**Problem 1:**
Answer these questions using the account of the arrival at St. Anna:
(a) Where were the newcomers taken to sleep?
(b) What language did all of them speak?
(c) Where was the first group of Hungarian Jews housed?
**Problem 2:**
Summarize the account of the arrival at St. Anna in two sentences.
**Problem 3:**
Resume the account of the arrival at St. Anna after its final sentence.

We arrived to St. Anna on foot – by the middle of the afternoon – and escorted to our sleeping quarters at the Lippe warehouse. We settled in. I looked around and besides my friend Gyuri, I saw new faces, none of the old comrades were present. The new comrades were mostly young men, similar to my age. We were all Hungarian–Jewish Forced Laborers. We all spoke Hungarian. I didn’t know that in St. Anna there were already two other groups of Hungarian Jews housed in two separate locations, although geographically in very close vicinity. They arrived much earlier to St. Anna. The first group was housed in the School Building. The second group was settled in to the Kino. The third group, us, ended up in the Lippe warehouse.

**Data provided:**

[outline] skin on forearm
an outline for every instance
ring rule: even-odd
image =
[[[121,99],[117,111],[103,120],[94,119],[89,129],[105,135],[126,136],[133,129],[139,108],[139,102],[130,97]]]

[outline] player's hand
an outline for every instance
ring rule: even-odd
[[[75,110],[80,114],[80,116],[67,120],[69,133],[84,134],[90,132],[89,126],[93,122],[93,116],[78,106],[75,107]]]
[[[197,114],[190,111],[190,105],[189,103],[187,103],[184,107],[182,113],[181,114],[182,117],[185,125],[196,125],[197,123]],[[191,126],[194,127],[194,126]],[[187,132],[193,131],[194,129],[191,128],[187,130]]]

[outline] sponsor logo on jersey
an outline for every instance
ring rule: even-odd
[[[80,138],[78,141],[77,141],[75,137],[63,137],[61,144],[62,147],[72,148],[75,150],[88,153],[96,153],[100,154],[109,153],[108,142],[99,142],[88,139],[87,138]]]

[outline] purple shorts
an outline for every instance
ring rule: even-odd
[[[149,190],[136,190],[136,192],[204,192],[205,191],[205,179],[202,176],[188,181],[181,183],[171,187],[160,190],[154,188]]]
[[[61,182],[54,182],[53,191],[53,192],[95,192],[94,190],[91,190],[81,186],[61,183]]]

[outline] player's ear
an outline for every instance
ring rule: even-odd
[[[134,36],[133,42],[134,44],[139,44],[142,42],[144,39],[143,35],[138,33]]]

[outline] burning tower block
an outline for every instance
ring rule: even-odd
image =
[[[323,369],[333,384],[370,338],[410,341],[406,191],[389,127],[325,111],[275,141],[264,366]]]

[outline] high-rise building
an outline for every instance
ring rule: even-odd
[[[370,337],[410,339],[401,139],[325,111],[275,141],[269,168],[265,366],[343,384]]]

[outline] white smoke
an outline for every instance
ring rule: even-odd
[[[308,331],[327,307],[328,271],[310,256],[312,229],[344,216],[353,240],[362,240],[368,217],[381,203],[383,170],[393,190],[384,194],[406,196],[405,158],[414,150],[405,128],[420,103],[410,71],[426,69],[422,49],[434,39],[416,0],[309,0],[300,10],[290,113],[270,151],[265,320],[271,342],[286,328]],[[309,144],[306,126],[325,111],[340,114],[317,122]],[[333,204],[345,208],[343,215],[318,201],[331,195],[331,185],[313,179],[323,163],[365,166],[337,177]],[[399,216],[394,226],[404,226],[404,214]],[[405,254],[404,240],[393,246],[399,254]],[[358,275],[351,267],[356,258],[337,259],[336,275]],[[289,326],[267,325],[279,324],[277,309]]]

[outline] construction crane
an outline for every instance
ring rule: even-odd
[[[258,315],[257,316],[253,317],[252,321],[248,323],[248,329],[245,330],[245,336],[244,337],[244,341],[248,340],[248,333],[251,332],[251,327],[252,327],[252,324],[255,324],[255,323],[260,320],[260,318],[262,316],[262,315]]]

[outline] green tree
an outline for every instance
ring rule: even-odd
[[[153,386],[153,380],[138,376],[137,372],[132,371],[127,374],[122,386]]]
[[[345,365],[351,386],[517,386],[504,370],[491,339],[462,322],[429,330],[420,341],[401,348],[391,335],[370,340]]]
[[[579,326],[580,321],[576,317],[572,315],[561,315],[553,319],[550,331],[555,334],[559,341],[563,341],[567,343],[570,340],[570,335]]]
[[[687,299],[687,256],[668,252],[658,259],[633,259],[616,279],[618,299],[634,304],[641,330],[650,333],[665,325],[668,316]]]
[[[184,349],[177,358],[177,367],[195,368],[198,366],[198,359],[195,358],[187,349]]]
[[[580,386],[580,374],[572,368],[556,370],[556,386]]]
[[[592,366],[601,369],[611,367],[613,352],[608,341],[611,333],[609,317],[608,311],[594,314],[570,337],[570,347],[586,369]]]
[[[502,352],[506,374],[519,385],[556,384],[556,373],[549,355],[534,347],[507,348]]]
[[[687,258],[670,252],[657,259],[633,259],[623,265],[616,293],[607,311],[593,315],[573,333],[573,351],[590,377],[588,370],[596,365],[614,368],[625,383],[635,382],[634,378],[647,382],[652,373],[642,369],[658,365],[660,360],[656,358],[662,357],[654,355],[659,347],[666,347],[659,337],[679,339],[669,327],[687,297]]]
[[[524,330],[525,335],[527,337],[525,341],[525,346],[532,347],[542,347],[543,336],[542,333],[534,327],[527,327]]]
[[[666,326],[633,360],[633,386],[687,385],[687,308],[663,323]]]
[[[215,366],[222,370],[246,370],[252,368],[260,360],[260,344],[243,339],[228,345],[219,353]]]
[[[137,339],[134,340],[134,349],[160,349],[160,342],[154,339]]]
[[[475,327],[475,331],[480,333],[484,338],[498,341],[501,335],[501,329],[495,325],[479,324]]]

**Your response 1:**
(a) The Lippe warehouse.
(b) Hungarian.
(c) The School Building.

**Your response 2:**
The narrator arrived at St. Anna on foot by mid-afternoon with a group of Hungarian-Jewish forced laborers, mostly young men who were new faces apart from the narrator's friend Gyuri, and they were quartered in the Lippe warehouse. Two other groups of Hungarian Jews had arrived much earlier and were housed close by, the first in the School Building and the second in the Kino.

**Your response 3:**
The next morning we were escorted to the work site and group of ten’s were formed to work together. My group of ten was constant through out of the next two months and Gyuri was a member of the group. We worked together. We spoke Hungarian among ourselves. We trusted each other in our work. We worked together harmoniously, if one can use the word “harmoniously”. In our conversation the school building as “our housing” was mentioned numerous time daily. I did not know that eight persons from the ten lived in a separate building than Gyuri and me. I assumed that we all lived at the same place but in separate rooms and that way we met only at the work site. The name of the School Building entered in my memory from the work site conversations.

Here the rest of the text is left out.